Excerpts from point annotation data
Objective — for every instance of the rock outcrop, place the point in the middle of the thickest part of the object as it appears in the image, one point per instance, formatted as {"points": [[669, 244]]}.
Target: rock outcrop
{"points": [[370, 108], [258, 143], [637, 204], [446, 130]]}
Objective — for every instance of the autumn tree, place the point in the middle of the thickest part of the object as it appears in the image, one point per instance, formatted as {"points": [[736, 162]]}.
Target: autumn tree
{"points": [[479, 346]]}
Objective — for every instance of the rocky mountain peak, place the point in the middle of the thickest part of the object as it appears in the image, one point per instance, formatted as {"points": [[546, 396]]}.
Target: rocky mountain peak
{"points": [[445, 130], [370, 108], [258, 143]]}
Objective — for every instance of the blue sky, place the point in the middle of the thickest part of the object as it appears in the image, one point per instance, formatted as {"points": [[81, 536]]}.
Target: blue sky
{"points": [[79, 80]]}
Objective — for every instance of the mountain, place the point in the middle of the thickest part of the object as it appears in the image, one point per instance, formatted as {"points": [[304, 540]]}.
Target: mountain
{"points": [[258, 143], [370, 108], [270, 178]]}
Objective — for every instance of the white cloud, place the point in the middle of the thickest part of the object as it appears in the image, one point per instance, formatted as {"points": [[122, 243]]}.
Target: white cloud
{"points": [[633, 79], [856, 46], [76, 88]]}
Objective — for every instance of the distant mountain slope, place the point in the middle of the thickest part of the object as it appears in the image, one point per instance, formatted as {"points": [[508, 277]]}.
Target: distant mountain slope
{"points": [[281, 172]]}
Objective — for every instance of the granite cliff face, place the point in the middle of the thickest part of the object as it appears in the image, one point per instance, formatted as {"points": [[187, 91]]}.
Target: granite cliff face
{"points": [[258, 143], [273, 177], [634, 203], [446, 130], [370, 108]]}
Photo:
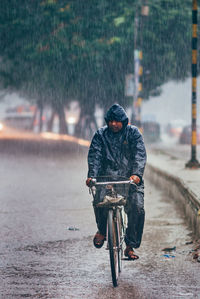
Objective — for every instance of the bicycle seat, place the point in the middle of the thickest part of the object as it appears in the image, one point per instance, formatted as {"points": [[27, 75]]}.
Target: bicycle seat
{"points": [[112, 201]]}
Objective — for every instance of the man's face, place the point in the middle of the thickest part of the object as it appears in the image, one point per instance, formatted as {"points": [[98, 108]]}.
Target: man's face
{"points": [[115, 126]]}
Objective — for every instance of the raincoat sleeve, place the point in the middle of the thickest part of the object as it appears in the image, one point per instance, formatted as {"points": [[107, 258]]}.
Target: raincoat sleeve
{"points": [[138, 153], [95, 156]]}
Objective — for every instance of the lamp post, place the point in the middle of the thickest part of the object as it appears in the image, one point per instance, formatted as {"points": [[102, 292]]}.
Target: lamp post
{"points": [[193, 163], [138, 56]]}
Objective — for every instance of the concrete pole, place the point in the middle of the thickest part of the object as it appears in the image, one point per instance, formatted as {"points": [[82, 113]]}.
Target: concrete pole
{"points": [[193, 163]]}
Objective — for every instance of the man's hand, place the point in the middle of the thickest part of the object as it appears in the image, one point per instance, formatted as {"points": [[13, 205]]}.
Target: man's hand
{"points": [[88, 181], [135, 179]]}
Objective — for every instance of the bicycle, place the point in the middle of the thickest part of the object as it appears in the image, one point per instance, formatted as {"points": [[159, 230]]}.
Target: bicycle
{"points": [[116, 221]]}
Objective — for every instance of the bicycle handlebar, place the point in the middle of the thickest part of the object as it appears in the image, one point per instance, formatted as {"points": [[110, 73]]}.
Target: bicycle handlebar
{"points": [[95, 183]]}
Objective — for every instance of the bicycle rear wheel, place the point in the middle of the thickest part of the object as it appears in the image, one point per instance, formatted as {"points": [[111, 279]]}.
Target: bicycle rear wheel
{"points": [[119, 233], [113, 247]]}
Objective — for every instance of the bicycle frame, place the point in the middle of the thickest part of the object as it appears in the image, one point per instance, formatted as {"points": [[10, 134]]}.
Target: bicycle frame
{"points": [[116, 223]]}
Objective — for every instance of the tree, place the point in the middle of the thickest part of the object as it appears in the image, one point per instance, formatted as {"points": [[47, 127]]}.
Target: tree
{"points": [[56, 50]]}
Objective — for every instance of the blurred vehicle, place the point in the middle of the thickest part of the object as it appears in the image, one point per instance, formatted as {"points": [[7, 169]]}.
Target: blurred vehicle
{"points": [[185, 137], [175, 128], [151, 131], [20, 117], [1, 127]]}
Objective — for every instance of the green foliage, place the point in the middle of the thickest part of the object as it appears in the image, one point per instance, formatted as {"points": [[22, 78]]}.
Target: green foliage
{"points": [[57, 49]]}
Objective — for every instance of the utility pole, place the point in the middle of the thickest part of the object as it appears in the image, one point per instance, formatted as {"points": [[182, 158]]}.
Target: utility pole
{"points": [[193, 163], [138, 56]]}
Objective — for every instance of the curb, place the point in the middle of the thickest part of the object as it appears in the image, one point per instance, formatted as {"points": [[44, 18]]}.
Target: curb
{"points": [[187, 202]]}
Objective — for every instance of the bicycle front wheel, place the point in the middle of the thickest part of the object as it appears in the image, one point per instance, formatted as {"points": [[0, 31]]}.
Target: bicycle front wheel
{"points": [[113, 247]]}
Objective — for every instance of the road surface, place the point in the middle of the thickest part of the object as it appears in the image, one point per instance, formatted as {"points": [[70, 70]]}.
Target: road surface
{"points": [[42, 196]]}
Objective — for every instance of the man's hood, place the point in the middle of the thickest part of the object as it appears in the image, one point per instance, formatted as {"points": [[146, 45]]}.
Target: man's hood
{"points": [[117, 112]]}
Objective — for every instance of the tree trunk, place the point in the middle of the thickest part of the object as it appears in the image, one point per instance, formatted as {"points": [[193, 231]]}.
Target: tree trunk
{"points": [[62, 121], [51, 120]]}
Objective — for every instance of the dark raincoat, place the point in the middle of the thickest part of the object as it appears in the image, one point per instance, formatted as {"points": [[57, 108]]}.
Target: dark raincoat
{"points": [[120, 154]]}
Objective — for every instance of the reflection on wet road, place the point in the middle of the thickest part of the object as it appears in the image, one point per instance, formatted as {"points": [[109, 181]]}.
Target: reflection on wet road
{"points": [[41, 197]]}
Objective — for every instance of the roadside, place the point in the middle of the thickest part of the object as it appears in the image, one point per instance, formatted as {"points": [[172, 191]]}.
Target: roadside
{"points": [[168, 171]]}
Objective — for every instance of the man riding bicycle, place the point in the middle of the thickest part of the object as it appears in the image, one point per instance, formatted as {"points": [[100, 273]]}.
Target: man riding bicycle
{"points": [[118, 150]]}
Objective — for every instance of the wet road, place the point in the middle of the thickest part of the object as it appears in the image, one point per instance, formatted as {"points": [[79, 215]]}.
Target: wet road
{"points": [[41, 197]]}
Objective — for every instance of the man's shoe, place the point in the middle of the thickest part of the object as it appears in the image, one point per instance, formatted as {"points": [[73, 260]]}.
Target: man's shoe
{"points": [[98, 240], [129, 253]]}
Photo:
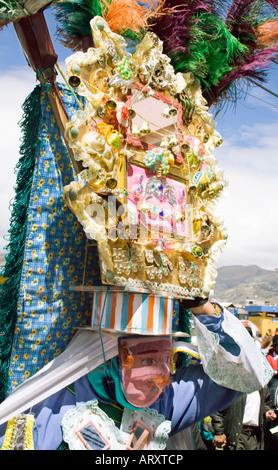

◆ To be done
Please write out the entire listing again, substituting "widest part" for each occurrence of "thickest part" and changing nothing else. Leave the pictures out.

◆ Full answer
Objective — for every instance of the rock outcrop, place the point in the middle of the widest part of the object as it appears in the image, one point per instance, formatted as {"points": [[669, 244]]}.
Target: rock outcrop
{"points": [[370, 108], [258, 143], [637, 204], [446, 130]]}
Objective — for every instance of the autumn tree, place the point in the middle of the widest part of the object as it appears in the image, one point per instance, formatted as {"points": [[736, 162]]}.
Target: autumn tree
{"points": [[479, 346]]}
Objective — for every instance of the rocky mountain peak, place the point in the middle of the widest part of the object as it appears in the image, one point per instance, formatted as {"points": [[546, 396]]}.
Target: rocky mountain peak
{"points": [[445, 130], [370, 108], [258, 143]]}
Objective — for every instance of the blue sky, place the point in the middle of the widest part of the object as it appears in the image, one point per instance, formatted as {"points": [[81, 536]]}.
Target: blue sky
{"points": [[79, 80]]}
Objective — for every instance of the mountain, place the point in the middle of the widest part of the object as it appears in the image, one point per instance, formatted as {"points": [[304, 540]]}.
Target: mountain
{"points": [[258, 143], [370, 108], [270, 178]]}
Objective — for every instance of the white cloud, place the point in the middle of the widest part of the object as it appears in the image, one point per instance, formatted as {"points": [[122, 243]]}.
Target: white cloud
{"points": [[633, 79], [856, 46], [76, 88]]}
Objective — for every instance of the distant mountain slope, place the point in the middle of the widest part of the object as it appears in the image, one point per instance, formatted as {"points": [[508, 277]]}.
Target: distant mountain slope
{"points": [[281, 172]]}
Objective — for every instance of the granite cliff face, place the point in the middle of the widest part of the object as it appears in the image, one point per instance, formatted as {"points": [[187, 91]]}.
Target: granite cliff face
{"points": [[258, 143], [273, 177], [634, 203], [446, 130], [370, 108]]}
Photo:
Objective — for every instance of the bicycle seat, place the point in the middle of the widest part of the object as it appears in the image, one point per instance, formatted as {"points": [[27, 75]]}.
Target: bicycle seat
{"points": [[112, 201]]}
Objective — for every instance of the man's face, place the point in the middle of the widest part of the object as it appears in the image, one point per instance, formatted as {"points": [[98, 108]]}.
Target: man's face
{"points": [[115, 126]]}
Objective — for every instance of the raincoat sleeve, place the point in the middle of the widest part of the object as it appears in the image, one point per instance, formatted as {"points": [[107, 258]]}.
Target: raincoat sleeve
{"points": [[138, 153], [95, 156]]}
Objective — for every instance of the lamp post, place the point in the middle of the widest part of the object as it appears in the image, one point per instance, formatted as {"points": [[102, 292]]}.
Target: lamp post
{"points": [[193, 163], [138, 56]]}
Objective — for every instance of the concrete pole, place the point in the middle of the widest part of the object as it appears in the image, one point per instance, formatted as {"points": [[82, 113]]}.
Target: concrete pole
{"points": [[193, 163]]}
Objective — for every instance of the man's hand, place the point in the middle of the widest part of the object as it appears in the image, one point per instance, formatted as {"points": [[13, 205]]}.
Target: man's hand
{"points": [[88, 181], [135, 179]]}
Objective — for every instance of the bicycle, place the point in the middle of the widest part of the object as it appears in the image, one point per instance, formatted as {"points": [[159, 230]]}.
Target: bicycle
{"points": [[116, 221]]}
Objective — for every instance of the bicycle handlebar, place the point in the middle of the widest part of the object as it appears in the image, one point per instance, formatted as {"points": [[110, 73]]}.
Target: bicycle handlebar
{"points": [[95, 183]]}
Objective — for every instance of the bicycle rear wheel, place the point in the middle of the widest part of the object as it appears in the image, one point per instance, formatted as {"points": [[111, 279]]}.
Target: bicycle rear wheel
{"points": [[119, 233], [113, 247]]}
Objective — for every instance of the bicycle frame, place the point in the middle of the widest part of the object as it appears in the image, one point per instance, formatted as {"points": [[10, 134]]}.
Target: bicycle frame
{"points": [[116, 223]]}
Objective — for every instance of the tree, place the point in the middle of the widest part of the object as it appears in the image, one point per instance, formatted as {"points": [[47, 127]]}.
Target: tree
{"points": [[56, 50]]}
Objective — for every instance of the blurred vehicle, place the point in the middle of the widest part of the object as it appears in the image, one point per instance, formatted as {"points": [[7, 169]]}.
Target: blurred vehicle
{"points": [[185, 137], [175, 128], [151, 131], [20, 117], [1, 127]]}
Objective — for every instance of the green foliage, place the point in the middle of the widest part of the object as it appears in the image, one point per instance, formatted as {"points": [[22, 78]]}.
Target: green foliage
{"points": [[57, 49]]}
Objective — for every instance of the utility pole, place the point in the middle of the widest part of the object as it appears in the image, one point per instance, formatted as {"points": [[182, 158]]}.
Target: utility pole
{"points": [[193, 163], [138, 56]]}
Objective — for every instance of the curb, place the point in the middle of the widest part of the object as it appears in the image, one point per instance, formatted as {"points": [[44, 18]]}.
Target: curb
{"points": [[187, 202]]}
Objective — for every instance of the bicycle front wheel, place the point in the middle of the widest part of the object as it appears in the image, one point per instance, formatted as {"points": [[0, 31]]}.
Target: bicycle front wheel
{"points": [[113, 247]]}
Objective — for every instance of the road surface, place the point in the middle of the widest part of the object as it appears in the image, one point per instance, formatted as {"points": [[70, 70]]}.
Target: road surface
{"points": [[42, 196]]}
Objective — for every instance of the man's hood, place the point in the middle of the widest part of the object as it appears in the image, one point per instance, formatted as {"points": [[146, 45]]}.
Target: man's hood
{"points": [[117, 112]]}
Objective — for every instance of the tree trunk, place the point in the middle of the widest part of the object as it appears in the image, one point per instance, formatted as {"points": [[193, 231]]}.
Target: tree trunk
{"points": [[62, 121], [51, 120]]}
Objective — for every instance of the dark raincoat, place the point in the middle of the widest part of the object as it appears in the image, one point per instance, formatted as {"points": [[57, 108]]}.
Target: dark raincoat
{"points": [[120, 154]]}
Objective — for every instance of the reflection on wet road, place the point in the middle of the widest part of the object as it appears in the image, one point per instance, formatted as {"points": [[109, 181]]}.
Target: reflection on wet road
{"points": [[41, 197]]}
Objective — for every instance of the roadside, place the point in the middle of the widest part of the object as it appears in the image, one point per instance, formatted as {"points": [[172, 191]]}.
Target: roadside
{"points": [[168, 171]]}
Objective — for every instance of the man riding bicycle, place the point in the middle of the widest part of the object as it appears in the image, one point per instance, formatted as {"points": [[100, 273]]}.
Target: man riding bicycle
{"points": [[118, 150]]}
Objective — for every instance of the wet road, place the point in the middle of the widest part of the object as it appears in the image, one point per instance, formatted as {"points": [[79, 215]]}.
Target: wet road
{"points": [[41, 197]]}
Objective — for every instance of the man's shoe, place the point in the middle of the widest part of the object as it appears in the image, one point per instance, formatted as {"points": [[73, 260]]}.
Target: man's shoe
{"points": [[98, 240], [129, 253]]}
Photo:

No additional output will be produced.